### Work to be completed
Pull out every line of the records that contains the word "aquatic" and copy each one as it appears.

──────────────────────────────

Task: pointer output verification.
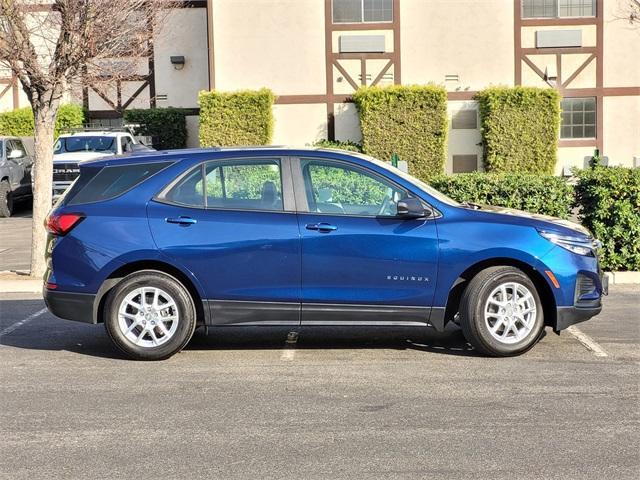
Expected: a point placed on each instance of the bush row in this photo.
(543, 194)
(19, 122)
(410, 121)
(166, 126)
(237, 118)
(607, 200)
(520, 128)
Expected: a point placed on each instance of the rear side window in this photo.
(238, 185)
(110, 182)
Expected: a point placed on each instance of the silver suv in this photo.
(15, 174)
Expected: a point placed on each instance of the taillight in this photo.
(61, 224)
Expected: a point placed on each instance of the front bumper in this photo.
(70, 306)
(567, 316)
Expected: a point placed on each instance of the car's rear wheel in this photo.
(6, 199)
(501, 313)
(149, 315)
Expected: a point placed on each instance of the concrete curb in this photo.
(20, 285)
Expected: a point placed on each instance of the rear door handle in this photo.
(321, 227)
(181, 220)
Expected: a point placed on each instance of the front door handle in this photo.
(181, 220)
(321, 227)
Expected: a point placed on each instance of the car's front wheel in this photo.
(500, 312)
(6, 199)
(149, 315)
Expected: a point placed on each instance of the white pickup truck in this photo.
(72, 148)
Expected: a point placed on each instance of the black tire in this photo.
(6, 199)
(184, 305)
(472, 312)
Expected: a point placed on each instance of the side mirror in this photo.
(411, 208)
(15, 154)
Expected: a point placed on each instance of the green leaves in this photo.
(547, 195)
(520, 128)
(167, 126)
(408, 120)
(237, 118)
(19, 122)
(609, 202)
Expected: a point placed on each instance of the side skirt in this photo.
(232, 312)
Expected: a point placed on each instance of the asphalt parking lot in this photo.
(340, 403)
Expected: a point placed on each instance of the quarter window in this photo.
(558, 8)
(359, 11)
(332, 188)
(578, 118)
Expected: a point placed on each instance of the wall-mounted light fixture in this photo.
(177, 61)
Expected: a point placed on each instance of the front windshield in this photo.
(86, 144)
(413, 180)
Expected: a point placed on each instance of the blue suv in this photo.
(155, 245)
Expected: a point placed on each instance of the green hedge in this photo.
(520, 128)
(236, 118)
(410, 121)
(547, 195)
(19, 122)
(166, 126)
(609, 202)
(342, 145)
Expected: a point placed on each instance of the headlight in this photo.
(577, 244)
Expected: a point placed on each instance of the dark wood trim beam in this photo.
(517, 42)
(384, 70)
(346, 75)
(579, 70)
(397, 51)
(135, 94)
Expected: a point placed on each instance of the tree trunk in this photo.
(44, 117)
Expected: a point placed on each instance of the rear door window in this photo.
(238, 185)
(111, 182)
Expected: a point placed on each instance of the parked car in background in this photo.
(155, 245)
(89, 144)
(15, 174)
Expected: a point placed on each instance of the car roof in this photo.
(94, 133)
(214, 153)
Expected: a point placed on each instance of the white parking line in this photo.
(588, 342)
(18, 324)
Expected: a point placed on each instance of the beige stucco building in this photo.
(314, 53)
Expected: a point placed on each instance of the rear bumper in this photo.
(567, 316)
(70, 306)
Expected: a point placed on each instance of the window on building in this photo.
(578, 118)
(558, 8)
(359, 11)
(465, 120)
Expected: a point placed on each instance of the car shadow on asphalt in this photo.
(50, 333)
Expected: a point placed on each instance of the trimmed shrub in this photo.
(350, 146)
(410, 121)
(547, 195)
(166, 126)
(19, 122)
(609, 202)
(520, 129)
(236, 118)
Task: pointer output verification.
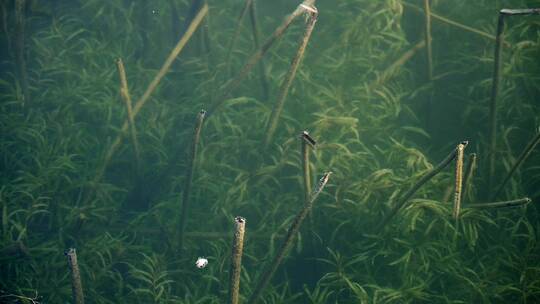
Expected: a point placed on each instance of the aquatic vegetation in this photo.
(100, 147)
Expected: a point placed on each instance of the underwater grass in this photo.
(76, 285)
(374, 142)
(236, 259)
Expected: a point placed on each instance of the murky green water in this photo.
(146, 187)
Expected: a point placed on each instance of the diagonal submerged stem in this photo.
(151, 88)
(287, 82)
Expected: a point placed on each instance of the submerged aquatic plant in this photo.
(361, 87)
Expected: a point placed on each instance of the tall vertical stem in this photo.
(126, 97)
(469, 172)
(19, 49)
(151, 87)
(255, 58)
(288, 241)
(424, 179)
(188, 179)
(289, 77)
(429, 52)
(236, 263)
(494, 95)
(76, 285)
(458, 179)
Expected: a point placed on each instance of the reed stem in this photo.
(188, 179)
(512, 203)
(458, 178)
(493, 100)
(452, 22)
(424, 179)
(469, 173)
(20, 22)
(288, 241)
(151, 87)
(429, 51)
(76, 285)
(522, 157)
(236, 264)
(307, 141)
(286, 85)
(255, 58)
(126, 97)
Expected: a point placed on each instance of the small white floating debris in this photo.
(201, 263)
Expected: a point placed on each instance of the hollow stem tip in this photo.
(517, 12)
(236, 263)
(76, 285)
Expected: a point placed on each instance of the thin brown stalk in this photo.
(522, 157)
(76, 284)
(289, 77)
(126, 97)
(452, 22)
(424, 179)
(288, 241)
(496, 82)
(469, 173)
(151, 87)
(188, 179)
(20, 21)
(236, 263)
(458, 179)
(307, 142)
(255, 58)
(493, 101)
(427, 29)
(505, 204)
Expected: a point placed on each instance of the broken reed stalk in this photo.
(19, 49)
(288, 241)
(255, 31)
(255, 58)
(452, 22)
(126, 97)
(427, 28)
(76, 285)
(424, 179)
(458, 179)
(291, 74)
(236, 263)
(307, 142)
(392, 69)
(469, 172)
(151, 87)
(188, 179)
(512, 203)
(496, 82)
(522, 157)
(493, 100)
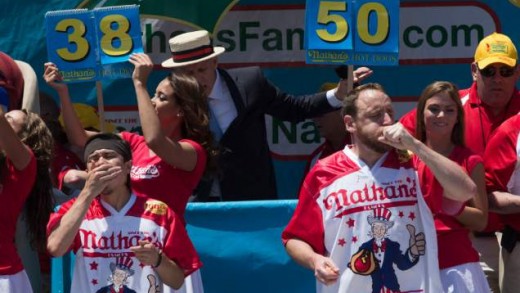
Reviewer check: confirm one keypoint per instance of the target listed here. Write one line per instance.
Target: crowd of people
(424, 204)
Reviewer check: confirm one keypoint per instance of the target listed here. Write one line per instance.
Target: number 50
(329, 13)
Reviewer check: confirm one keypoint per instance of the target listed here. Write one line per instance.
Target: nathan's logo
(115, 241)
(498, 49)
(370, 193)
(147, 172)
(156, 207)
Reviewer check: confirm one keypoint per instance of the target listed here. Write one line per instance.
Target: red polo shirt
(479, 123)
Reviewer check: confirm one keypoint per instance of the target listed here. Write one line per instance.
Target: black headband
(110, 143)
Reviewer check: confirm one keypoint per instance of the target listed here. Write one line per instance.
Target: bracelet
(158, 260)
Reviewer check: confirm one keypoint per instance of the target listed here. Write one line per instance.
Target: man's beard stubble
(372, 143)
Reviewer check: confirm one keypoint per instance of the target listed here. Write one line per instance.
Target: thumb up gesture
(417, 242)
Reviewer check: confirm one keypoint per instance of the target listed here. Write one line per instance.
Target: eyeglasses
(490, 71)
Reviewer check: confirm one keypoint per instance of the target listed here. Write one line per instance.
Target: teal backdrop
(436, 42)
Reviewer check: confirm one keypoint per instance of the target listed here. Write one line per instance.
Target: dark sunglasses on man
(490, 71)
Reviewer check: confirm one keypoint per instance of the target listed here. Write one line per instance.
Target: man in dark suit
(238, 100)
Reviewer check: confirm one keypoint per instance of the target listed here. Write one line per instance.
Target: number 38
(78, 31)
(326, 16)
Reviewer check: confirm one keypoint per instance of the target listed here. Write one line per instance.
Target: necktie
(214, 126)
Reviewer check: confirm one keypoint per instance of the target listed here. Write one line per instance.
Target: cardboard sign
(93, 45)
(360, 32)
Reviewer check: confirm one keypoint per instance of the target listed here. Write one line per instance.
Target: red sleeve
(55, 219)
(179, 248)
(63, 162)
(201, 156)
(500, 157)
(306, 223)
(408, 121)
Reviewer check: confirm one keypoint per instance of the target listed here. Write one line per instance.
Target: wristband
(159, 260)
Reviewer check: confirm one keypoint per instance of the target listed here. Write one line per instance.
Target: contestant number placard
(92, 45)
(352, 32)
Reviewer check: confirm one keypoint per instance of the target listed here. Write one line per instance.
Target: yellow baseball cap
(496, 48)
(89, 118)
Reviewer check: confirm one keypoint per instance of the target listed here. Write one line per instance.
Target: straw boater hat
(190, 48)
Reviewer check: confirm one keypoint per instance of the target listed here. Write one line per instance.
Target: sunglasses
(505, 71)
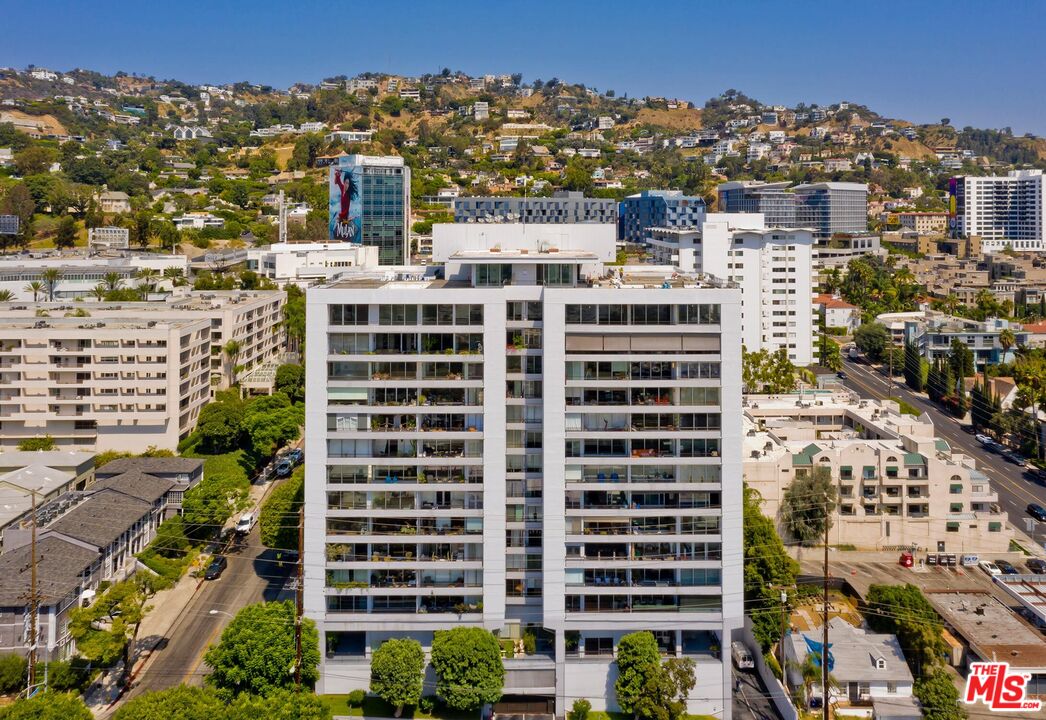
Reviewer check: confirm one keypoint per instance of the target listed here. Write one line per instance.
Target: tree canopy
(256, 651)
(469, 667)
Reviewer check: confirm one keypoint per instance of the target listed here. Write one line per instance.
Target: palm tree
(36, 287)
(112, 280)
(146, 278)
(1007, 340)
(51, 276)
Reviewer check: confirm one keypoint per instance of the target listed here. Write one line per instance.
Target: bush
(13, 673)
(580, 710)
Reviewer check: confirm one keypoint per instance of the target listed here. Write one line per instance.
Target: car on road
(217, 567)
(1037, 566)
(1015, 457)
(1006, 567)
(1037, 511)
(990, 567)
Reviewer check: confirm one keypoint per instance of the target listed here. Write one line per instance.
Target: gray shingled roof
(101, 518)
(135, 484)
(154, 466)
(60, 565)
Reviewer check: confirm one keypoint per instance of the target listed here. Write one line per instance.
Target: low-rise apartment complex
(897, 484)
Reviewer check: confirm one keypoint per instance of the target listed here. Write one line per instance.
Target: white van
(742, 657)
(246, 523)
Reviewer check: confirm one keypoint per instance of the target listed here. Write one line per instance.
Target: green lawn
(377, 707)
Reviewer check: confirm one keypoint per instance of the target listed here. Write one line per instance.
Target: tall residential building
(1001, 210)
(529, 445)
(657, 208)
(370, 204)
(773, 267)
(771, 199)
(832, 208)
(564, 206)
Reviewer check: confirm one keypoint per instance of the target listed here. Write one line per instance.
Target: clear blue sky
(979, 63)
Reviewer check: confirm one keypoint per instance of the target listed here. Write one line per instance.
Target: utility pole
(299, 602)
(33, 607)
(824, 620)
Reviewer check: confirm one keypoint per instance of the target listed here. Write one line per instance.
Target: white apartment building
(899, 485)
(78, 276)
(773, 267)
(307, 263)
(1002, 210)
(120, 384)
(528, 445)
(127, 376)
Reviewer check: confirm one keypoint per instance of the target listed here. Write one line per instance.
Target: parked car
(1006, 567)
(215, 568)
(990, 567)
(246, 523)
(1037, 566)
(1015, 457)
(742, 657)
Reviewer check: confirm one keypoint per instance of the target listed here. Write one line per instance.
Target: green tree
(256, 653)
(768, 569)
(872, 339)
(469, 668)
(396, 672)
(291, 381)
(278, 520)
(638, 657)
(107, 630)
(808, 504)
(938, 696)
(66, 235)
(39, 443)
(904, 611)
(47, 705)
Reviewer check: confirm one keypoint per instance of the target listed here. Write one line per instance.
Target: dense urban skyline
(903, 61)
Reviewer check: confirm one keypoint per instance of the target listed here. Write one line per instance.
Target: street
(253, 575)
(751, 701)
(1015, 487)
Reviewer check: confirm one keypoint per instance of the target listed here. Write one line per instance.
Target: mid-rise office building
(528, 444)
(1002, 210)
(772, 199)
(832, 208)
(564, 206)
(773, 267)
(657, 208)
(370, 204)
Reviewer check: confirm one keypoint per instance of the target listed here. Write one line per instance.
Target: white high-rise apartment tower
(535, 444)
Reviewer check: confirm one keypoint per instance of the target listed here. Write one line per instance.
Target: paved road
(252, 576)
(1015, 487)
(751, 701)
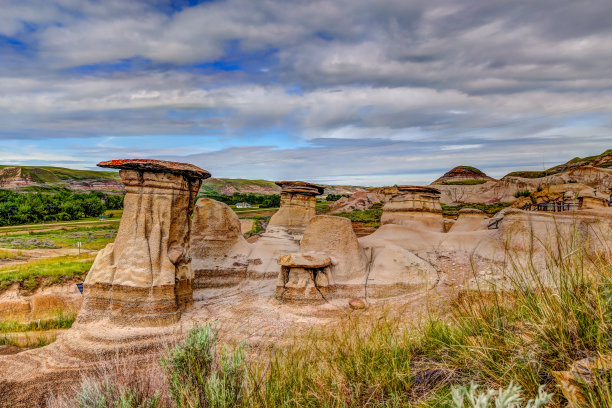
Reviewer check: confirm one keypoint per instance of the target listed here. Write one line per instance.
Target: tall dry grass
(555, 308)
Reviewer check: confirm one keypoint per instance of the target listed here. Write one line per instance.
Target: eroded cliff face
(145, 276)
(218, 249)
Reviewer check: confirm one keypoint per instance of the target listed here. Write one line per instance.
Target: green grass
(453, 210)
(94, 238)
(470, 182)
(370, 216)
(48, 174)
(60, 321)
(472, 169)
(10, 255)
(544, 320)
(46, 271)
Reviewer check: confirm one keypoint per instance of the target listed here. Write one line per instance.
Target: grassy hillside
(44, 175)
(601, 160)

──────────────────────────────

### Written answer
Expected: a point placed on each instance of the aquatic vegetation in this photo.
Expected: a point placed on each instance of the submerged aquatic plant in this photo.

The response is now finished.